- EXCERPT TO READ:
.....

Why and when to build a Machine Learning Platform (part 2)

Enter the solution…

Mercado Libre Tech

Published in

Mercado Libre Tech

9 min readMar 15, 2021

You will find Part 1 of this story here.

Whenever we speak of FDA at MercadoLibre we need you to picture a framework, created in house, to support data mining, development and deployment of Machine Learning models for currently more than 500 users, including analysts, data scientists, machine learning and data engineers.

In this acronym, the “F” stands for Fury, a PaaS (Platform-as-a-Service) tool for building, deploying, monitoring, and managing services in a cloud-agnostic way, also brewed at MELI. Needless to say, it is where Fury Data Apps a.k.a. FDA, is embedded in.

.....

Collected data:

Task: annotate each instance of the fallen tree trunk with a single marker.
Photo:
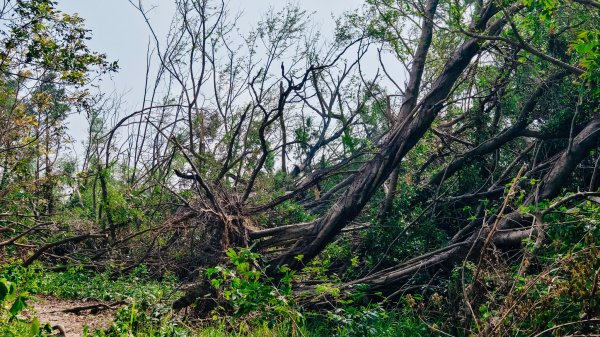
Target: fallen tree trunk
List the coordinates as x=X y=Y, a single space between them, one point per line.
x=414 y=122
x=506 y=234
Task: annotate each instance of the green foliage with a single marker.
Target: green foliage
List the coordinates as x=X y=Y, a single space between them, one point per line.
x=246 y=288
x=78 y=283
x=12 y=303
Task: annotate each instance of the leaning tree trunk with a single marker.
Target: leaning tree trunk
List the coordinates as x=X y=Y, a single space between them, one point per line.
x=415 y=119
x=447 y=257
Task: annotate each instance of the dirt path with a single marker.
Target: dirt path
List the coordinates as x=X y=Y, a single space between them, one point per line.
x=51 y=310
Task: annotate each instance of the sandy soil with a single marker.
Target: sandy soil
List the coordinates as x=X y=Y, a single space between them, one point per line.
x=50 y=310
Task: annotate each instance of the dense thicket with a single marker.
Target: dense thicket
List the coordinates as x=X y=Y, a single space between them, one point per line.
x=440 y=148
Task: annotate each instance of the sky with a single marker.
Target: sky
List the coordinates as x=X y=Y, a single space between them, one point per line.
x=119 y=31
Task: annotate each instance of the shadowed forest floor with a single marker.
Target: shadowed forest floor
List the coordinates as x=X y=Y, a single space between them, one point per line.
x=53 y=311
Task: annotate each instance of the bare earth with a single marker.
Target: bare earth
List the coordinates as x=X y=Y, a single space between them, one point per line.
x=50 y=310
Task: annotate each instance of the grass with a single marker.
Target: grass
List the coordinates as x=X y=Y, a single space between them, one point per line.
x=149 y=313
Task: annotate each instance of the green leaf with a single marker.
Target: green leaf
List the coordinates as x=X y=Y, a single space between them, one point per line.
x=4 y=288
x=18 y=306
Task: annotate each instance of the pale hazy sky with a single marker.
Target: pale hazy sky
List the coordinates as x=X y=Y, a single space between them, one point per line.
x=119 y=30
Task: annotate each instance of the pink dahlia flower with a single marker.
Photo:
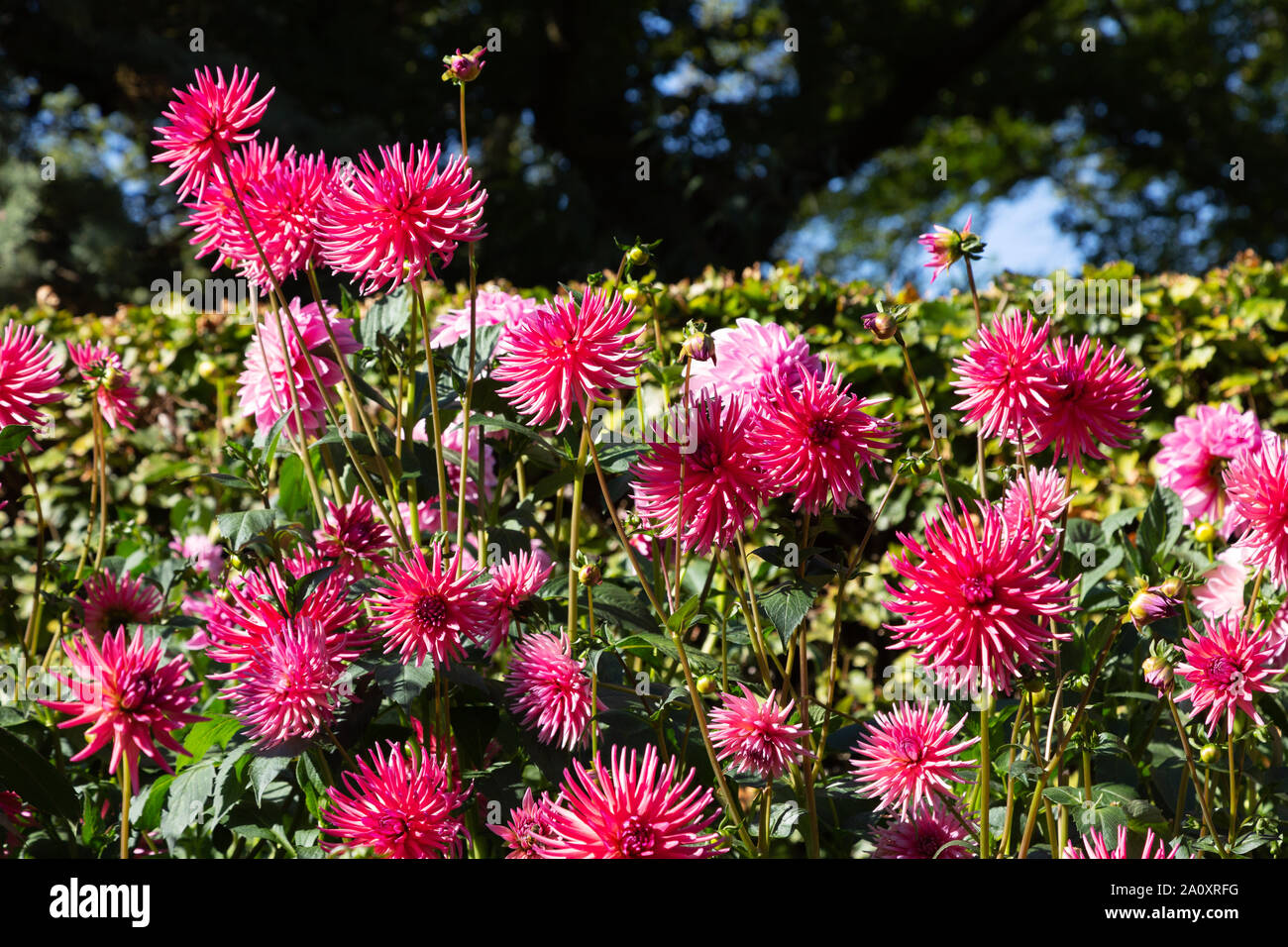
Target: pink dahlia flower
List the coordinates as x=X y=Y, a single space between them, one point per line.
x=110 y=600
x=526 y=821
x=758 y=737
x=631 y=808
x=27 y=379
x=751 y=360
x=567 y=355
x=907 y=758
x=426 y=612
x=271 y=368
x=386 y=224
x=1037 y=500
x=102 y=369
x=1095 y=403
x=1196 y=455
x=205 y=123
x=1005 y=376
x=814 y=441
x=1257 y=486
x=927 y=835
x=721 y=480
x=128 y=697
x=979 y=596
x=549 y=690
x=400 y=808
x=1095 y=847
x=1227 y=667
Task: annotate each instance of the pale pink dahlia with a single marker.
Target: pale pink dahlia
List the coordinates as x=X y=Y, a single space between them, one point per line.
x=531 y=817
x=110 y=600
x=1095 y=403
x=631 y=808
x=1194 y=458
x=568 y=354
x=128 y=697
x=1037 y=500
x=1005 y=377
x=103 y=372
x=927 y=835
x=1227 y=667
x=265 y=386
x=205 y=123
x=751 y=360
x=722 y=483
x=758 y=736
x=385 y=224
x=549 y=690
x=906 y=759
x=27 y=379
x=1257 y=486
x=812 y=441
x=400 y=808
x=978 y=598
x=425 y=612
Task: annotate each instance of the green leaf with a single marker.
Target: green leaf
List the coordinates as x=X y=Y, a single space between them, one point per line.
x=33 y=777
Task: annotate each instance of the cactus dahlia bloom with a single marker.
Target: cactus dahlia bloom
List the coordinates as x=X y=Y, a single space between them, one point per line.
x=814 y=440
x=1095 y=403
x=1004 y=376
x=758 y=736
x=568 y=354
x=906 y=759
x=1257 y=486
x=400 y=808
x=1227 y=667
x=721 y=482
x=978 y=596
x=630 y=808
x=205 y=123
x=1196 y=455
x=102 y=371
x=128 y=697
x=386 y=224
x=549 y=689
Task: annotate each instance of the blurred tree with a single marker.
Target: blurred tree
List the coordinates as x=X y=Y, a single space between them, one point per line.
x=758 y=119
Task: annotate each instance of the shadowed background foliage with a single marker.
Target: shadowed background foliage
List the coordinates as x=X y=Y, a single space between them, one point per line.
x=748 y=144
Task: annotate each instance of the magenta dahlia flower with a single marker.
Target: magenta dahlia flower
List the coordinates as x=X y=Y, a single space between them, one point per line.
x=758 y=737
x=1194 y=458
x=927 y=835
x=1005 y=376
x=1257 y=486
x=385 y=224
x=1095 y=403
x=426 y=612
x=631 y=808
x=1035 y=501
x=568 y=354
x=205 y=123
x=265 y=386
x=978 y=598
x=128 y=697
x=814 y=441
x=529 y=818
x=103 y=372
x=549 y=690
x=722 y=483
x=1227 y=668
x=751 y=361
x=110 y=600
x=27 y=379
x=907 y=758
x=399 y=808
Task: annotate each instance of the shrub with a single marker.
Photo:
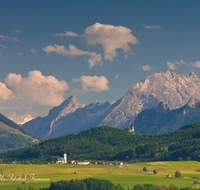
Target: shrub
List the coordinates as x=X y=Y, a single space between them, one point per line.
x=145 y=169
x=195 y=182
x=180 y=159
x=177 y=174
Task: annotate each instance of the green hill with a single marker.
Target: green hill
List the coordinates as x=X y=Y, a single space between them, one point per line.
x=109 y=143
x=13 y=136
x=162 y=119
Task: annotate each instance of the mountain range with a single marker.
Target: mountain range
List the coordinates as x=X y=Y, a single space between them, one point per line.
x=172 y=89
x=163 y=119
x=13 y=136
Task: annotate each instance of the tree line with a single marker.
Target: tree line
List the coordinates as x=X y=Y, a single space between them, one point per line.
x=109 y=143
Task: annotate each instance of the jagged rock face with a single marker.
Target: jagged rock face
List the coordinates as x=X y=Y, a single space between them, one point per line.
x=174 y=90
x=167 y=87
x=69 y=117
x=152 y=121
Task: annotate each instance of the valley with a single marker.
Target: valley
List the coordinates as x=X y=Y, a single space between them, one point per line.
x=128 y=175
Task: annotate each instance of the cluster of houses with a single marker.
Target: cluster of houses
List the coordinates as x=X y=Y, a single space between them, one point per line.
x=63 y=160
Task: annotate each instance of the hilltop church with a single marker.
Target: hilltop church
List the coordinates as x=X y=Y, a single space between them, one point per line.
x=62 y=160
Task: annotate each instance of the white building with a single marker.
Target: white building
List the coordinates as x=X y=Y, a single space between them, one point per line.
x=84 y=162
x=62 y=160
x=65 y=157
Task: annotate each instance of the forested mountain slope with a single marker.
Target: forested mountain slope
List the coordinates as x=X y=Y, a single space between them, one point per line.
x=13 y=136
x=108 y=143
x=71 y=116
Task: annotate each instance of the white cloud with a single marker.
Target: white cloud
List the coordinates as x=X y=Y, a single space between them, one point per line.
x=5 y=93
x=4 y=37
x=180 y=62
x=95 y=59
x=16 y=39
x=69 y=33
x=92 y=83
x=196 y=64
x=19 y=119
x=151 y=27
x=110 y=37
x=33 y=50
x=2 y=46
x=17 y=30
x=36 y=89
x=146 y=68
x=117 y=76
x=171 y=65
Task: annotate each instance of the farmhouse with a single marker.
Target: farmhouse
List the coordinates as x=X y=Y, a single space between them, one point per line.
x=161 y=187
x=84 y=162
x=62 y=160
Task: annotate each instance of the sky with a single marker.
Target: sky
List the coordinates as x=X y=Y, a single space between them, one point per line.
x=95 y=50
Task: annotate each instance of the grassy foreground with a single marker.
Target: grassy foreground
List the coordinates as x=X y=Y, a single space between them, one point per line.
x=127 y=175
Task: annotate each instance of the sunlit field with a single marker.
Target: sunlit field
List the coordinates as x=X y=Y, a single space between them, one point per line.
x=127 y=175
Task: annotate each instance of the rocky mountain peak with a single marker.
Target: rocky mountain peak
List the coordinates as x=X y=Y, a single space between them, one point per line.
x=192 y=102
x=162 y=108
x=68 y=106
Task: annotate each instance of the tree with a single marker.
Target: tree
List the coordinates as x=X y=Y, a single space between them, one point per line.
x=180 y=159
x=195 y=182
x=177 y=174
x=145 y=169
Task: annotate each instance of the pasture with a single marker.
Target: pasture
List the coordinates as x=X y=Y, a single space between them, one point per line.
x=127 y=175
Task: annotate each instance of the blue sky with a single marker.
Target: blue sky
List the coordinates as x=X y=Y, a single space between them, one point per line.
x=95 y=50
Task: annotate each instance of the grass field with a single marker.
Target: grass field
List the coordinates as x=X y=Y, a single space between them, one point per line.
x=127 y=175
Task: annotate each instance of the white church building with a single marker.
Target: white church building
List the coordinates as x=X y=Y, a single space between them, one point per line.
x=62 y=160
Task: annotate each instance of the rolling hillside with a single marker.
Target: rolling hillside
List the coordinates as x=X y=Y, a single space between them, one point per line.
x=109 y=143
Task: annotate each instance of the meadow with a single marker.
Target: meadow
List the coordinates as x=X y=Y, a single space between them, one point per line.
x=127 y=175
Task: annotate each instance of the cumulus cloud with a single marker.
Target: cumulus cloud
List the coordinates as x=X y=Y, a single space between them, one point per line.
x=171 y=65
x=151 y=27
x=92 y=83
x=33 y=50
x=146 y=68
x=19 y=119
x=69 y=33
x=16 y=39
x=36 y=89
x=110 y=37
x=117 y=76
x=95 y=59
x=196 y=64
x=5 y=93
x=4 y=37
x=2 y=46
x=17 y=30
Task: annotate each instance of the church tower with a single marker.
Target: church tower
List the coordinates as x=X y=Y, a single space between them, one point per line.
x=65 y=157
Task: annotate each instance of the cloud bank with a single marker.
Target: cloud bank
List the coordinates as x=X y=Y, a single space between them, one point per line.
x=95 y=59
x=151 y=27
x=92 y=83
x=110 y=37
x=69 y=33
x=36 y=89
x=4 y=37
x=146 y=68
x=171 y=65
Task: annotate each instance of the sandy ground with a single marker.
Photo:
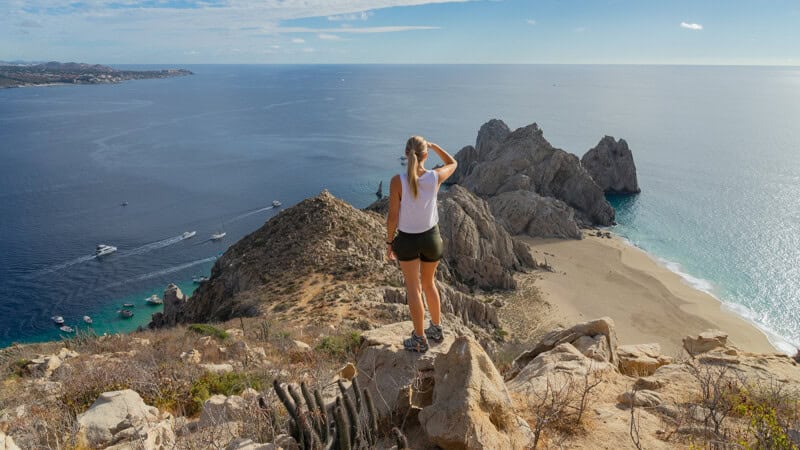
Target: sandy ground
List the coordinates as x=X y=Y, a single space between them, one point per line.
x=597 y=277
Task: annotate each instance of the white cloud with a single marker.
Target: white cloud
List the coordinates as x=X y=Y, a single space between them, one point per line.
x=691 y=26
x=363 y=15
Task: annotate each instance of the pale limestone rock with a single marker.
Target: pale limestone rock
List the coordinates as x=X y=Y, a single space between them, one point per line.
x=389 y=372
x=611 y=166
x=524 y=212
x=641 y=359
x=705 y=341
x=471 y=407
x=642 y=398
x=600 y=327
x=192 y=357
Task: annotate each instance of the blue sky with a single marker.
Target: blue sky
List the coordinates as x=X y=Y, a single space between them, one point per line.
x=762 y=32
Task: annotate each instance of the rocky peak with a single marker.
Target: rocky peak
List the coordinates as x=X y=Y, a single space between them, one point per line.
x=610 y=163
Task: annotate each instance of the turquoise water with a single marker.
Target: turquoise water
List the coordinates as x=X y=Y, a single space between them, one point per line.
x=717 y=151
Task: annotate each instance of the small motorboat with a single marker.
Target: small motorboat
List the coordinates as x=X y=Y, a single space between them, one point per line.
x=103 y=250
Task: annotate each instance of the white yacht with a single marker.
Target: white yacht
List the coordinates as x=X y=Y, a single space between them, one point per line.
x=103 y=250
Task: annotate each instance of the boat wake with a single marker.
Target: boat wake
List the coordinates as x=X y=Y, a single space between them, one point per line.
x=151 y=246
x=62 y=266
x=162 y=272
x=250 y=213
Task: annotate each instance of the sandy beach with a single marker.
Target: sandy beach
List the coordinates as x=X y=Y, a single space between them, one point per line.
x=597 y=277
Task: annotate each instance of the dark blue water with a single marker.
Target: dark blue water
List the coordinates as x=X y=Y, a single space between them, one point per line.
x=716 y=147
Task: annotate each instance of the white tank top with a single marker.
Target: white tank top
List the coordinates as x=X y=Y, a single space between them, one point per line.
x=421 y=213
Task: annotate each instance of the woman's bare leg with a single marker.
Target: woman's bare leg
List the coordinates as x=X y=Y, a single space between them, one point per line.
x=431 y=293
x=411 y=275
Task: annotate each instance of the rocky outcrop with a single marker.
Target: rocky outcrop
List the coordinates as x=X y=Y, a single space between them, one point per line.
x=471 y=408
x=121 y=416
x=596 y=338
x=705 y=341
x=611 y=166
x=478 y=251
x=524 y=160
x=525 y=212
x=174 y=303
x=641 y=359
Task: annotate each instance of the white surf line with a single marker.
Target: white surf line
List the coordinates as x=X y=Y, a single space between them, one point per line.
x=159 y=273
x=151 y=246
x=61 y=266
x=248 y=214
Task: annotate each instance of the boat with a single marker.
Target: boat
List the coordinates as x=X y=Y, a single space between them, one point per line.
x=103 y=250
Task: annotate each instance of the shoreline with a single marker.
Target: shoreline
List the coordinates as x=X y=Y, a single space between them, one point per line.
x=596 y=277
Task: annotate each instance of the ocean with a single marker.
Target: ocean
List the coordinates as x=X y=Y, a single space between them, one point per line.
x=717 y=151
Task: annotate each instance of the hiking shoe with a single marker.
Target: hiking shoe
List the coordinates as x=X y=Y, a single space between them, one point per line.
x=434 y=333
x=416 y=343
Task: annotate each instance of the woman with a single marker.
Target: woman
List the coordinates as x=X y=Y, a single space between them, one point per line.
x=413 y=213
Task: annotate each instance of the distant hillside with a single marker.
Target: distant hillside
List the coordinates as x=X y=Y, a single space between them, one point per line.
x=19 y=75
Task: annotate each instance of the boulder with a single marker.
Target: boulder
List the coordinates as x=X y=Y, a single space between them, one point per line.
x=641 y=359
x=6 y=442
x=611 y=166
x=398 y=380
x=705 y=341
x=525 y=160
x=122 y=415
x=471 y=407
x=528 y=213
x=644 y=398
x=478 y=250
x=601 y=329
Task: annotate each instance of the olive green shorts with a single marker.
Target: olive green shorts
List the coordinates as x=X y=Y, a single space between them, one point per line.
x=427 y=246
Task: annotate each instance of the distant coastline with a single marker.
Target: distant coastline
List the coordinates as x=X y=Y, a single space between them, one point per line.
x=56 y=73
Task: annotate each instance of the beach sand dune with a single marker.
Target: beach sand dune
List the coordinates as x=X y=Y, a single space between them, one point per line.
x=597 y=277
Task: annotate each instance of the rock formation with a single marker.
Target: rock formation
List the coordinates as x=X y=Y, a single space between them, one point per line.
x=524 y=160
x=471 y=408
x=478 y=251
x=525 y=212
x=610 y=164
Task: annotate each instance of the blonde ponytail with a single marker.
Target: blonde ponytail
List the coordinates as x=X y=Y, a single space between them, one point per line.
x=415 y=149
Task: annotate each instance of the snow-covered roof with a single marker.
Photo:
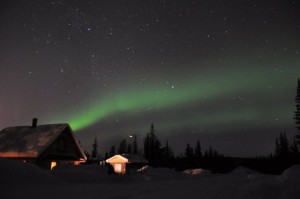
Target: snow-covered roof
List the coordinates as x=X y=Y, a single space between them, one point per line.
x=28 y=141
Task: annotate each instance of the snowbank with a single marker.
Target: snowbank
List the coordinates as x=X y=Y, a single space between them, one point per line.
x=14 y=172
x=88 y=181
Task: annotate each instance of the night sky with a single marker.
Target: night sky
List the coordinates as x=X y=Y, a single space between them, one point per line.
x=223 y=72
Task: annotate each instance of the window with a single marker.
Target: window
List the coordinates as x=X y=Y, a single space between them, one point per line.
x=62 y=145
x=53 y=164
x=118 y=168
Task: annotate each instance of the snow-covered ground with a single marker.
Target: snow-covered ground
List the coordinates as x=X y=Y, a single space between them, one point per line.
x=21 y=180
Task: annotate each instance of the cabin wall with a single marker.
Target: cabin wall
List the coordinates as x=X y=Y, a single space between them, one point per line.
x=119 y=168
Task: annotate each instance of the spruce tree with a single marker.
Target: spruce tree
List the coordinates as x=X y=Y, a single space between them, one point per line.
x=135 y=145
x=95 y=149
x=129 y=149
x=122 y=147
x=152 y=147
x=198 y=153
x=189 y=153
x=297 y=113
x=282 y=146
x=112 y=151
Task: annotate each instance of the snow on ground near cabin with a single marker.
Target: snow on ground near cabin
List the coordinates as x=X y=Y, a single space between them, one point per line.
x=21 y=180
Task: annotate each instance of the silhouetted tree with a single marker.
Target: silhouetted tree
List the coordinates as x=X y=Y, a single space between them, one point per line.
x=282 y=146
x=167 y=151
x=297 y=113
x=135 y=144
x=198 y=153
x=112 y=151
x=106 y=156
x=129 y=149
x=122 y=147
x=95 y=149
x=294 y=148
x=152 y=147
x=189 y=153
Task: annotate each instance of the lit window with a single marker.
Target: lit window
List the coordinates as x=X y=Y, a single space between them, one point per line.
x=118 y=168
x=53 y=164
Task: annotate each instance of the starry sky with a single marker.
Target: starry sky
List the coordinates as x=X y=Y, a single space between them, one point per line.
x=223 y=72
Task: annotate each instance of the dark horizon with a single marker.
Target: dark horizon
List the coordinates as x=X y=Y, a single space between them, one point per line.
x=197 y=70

.....

- WHAT IS ASKED:
Decide whether each statement agrees with the FDA article, answering yes or no and quoting the article's words that settle it. 1. FDA currently supports more than 500 users. 2. Fury was obtained from an outside vendor. 3. In the acronym FDA, the "F" stands for Fury. Rely on the FDA article alone.

- THE COMPLETED TASK:
1. Yes: "for currently more than 500 users"
2. No: "also brewed at MELI"
3. Yes: "the “F” stands for Fury"